* BEGIN RECORDED INFORMATION *

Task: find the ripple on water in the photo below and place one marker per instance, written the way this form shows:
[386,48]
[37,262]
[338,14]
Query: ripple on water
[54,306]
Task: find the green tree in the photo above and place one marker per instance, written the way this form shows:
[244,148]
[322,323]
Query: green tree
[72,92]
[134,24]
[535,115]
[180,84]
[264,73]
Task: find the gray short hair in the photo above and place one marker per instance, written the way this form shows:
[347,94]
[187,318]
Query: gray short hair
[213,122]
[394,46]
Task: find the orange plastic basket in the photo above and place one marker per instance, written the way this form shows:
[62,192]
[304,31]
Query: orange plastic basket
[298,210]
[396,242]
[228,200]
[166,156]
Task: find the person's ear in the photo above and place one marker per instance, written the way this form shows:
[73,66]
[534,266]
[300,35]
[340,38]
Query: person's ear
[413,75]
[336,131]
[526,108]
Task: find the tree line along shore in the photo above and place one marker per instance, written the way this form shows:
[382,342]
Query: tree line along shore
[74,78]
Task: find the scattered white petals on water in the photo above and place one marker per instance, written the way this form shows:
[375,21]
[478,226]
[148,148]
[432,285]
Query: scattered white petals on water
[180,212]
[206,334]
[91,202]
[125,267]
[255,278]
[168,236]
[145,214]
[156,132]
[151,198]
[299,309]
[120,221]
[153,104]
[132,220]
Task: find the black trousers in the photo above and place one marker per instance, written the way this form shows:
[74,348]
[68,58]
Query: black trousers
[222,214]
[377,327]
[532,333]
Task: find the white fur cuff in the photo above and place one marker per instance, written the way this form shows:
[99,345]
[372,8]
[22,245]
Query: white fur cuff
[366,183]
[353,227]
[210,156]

* END RECORDED INFORMATION *

Arrange every line of the material above as a numbered list, leaving out any blank lines.

1. Task: find the ripple on water in the photo below and place one marker per instance, written the way this form shows:
2. [386,48]
3. [37,262]
4. [338,14]
5. Query: ripple on water
6. [54,306]
7. Task: find the green tree in the photo above and place one marker per instance, written the way this form shows:
8. [244,148]
9. [322,323]
10. Query: green tree
11. [72,92]
12. [134,24]
13. [535,115]
14. [180,84]
15. [264,73]
16. Task: find the gray short hair in the photo above and place one marker per instance, written the way this form shows:
17. [347,94]
18. [187,318]
19. Query: gray short hair
20. [213,122]
21. [394,46]
22. Task: find the orange plastic basket in the photo above and place one marker per instance, written the way this form shows:
23. [62,192]
24. [304,31]
25. Query: orange plastic basket
26. [298,210]
27. [396,242]
28. [228,200]
29. [166,156]
30. Task: find the person's ear in the photo above and place one marker per instance, written the way this form shows:
31. [73,66]
32. [534,266]
33. [300,35]
34. [340,38]
35. Query: person's ear
36. [413,75]
37. [336,131]
38. [526,108]
39. Task: find the tree line along shore in the photo above and place one marker per instance, written the way this form shows:
40. [382,342]
41. Query: tree line along shore
42. [74,78]
43. Task: find the scattered white petals on water in the photo above and place one marker per instance, written the way this form shows:
44. [375,21]
45. [478,226]
46. [148,148]
47. [432,285]
48. Query: scattered white petals on water
49. [180,212]
50. [206,334]
51. [91,202]
52. [125,267]
53. [255,278]
54. [168,236]
55. [145,214]
56. [156,132]
57. [151,198]
58. [299,309]
59. [120,221]
60. [153,104]
61. [132,220]
62. Task: find the black trousers in the photo above and place one marker per instance, written the way this form shows:
63. [74,348]
64. [68,58]
65. Query: black trousers
66. [222,214]
67. [377,327]
68. [532,333]
69. Task: find the white fur cuff in the photo above and place one marker per instance, written the way this form shows:
70. [99,345]
71. [372,8]
72. [22,245]
73. Query: white fur cuff
74. [366,183]
75. [353,227]
76. [210,156]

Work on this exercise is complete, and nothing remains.